#### Source

Originally published here.
I have been thinking a lot about AI dichotomies recently. That is: in what ways does AI progress amplify opposing forces along the same spectrum? Rather than confusing us as contradictions, these opposites help us to frame the edges of how AI will reshape the human experience. In the following article, I explore four core dichotomies that affect how we think, build, and feel our way through the AI transformation.
Dichotomy 1: AI Dystopia or Utopia
The most obvious dichotomy is also the most general one - that of AI as a dystopia or a utopia. Both camps elicit fervent believers almost evocative of a new religion, born from the God-like power AI has over the fate of humanity.
AI dystopia
On the dystopian end of the AI spectrum sits a group often dismissed as “AI doomers”. They see little upside in the trajectory of AI development for humans. Rather, they are driven by the belief that AI poses an existential threat to humanity, or, in a less extreme view, that it will significantly amplify existing inequalities. They fear that powerful AI will concentrate resources in the hands of a few, with everyone else fighting for scraps or sedated by AI-generated content so as not to notice the harm that is being done to them.
This end of the spectrum is maybe best exemplified by Eliezer Yudkowsky, often considered the Godfather of the rationality community. This community is concerned with the existential risks stemming from advanced AI systems, and how to ensure these systems behave in alignment with human values. Yudkowsky’s latest book is titled “If anyone builds it, everyone dies. Why superhuman AI would kill us all”, leaving little ambiguity about his forecast for humanity as a whole.
AI utopia
On the opposite end of the spectrum sit the AI maximalists: those who believe that artificial intelligence will not merely improve the world, but fundamentally save it. This worldview is perhaps best exemplified by venture capitalist Marc Andreessen, who regularly argues that “AI is making everything we care about better” and whose firm a16z published the techno-optimist manifesto. The logic is simple: that AI drives productivity, which leads to lower prices, higher wages, and economic growth. AI drives the ultimate upward spiral of prosperity because humans always want more things and AI will enable us to make those. This camp also believes that technology can drive most optimal outcomes when it is left unchecked by regulation and that free markets are the best mechanism for innovation.

########
#### Dataset content

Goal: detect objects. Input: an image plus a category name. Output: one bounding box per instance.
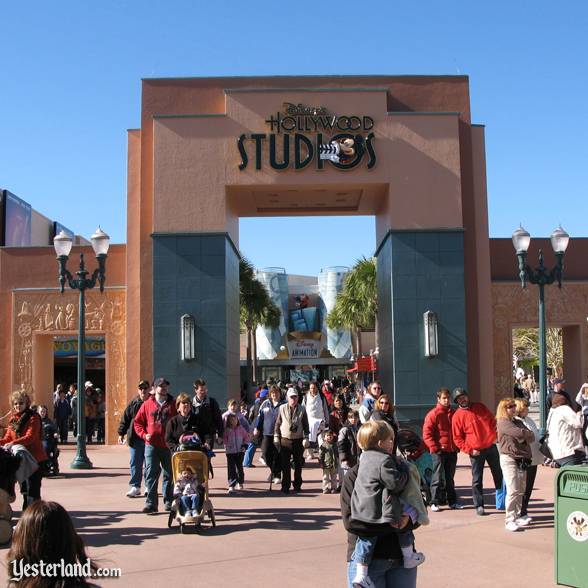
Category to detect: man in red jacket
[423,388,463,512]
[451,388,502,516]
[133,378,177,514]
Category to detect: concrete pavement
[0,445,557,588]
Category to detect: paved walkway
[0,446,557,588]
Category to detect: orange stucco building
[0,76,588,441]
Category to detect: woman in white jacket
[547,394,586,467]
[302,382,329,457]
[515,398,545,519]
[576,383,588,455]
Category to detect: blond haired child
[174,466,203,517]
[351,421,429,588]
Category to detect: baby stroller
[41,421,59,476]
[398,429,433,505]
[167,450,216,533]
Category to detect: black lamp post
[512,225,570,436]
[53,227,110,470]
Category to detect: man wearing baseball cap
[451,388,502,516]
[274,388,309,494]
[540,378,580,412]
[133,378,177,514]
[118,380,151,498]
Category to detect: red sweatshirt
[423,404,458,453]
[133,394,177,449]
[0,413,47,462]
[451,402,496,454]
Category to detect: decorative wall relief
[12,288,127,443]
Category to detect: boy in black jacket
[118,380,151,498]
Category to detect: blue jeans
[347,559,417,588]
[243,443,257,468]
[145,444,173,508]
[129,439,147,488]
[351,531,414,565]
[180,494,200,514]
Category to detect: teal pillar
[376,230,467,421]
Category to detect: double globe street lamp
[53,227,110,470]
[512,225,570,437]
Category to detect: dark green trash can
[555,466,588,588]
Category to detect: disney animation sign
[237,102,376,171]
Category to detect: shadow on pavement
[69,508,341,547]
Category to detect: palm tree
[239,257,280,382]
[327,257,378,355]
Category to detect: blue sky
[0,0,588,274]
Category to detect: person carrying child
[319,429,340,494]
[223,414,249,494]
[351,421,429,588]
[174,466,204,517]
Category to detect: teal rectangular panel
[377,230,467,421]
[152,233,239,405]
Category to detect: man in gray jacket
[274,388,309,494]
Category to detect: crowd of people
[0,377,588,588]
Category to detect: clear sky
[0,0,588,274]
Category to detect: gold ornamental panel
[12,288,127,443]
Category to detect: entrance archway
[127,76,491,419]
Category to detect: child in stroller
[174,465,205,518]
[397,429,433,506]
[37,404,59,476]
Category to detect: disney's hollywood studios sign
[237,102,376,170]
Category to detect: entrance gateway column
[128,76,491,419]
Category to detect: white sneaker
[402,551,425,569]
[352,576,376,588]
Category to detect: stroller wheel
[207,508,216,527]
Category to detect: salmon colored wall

########

- _Objectives_:
a – Restate word for word everything in the AI dichotomies article from "I have been" down to "the AI transformation.".
b – Quote everything in the records from the line containing "Category to detect: stroller wheel" down to the end of the records, both ends included.

- _The results_:
a –
I have been thinking a lot about AI dichotomies recently. That is: in what ways does AI progress amplify opposing forces along the same spectrum? Rather than confusing us as contradictions, these opposites help us to frame the edges of how AI will reshape the human experience. In the following article, I explore four core dichotomies that affect how we think, build, and feel our way through the AI transformation.

b –
Category to detect: stroller wheel
[207,508,216,527]
Category to detect: salmon colored wall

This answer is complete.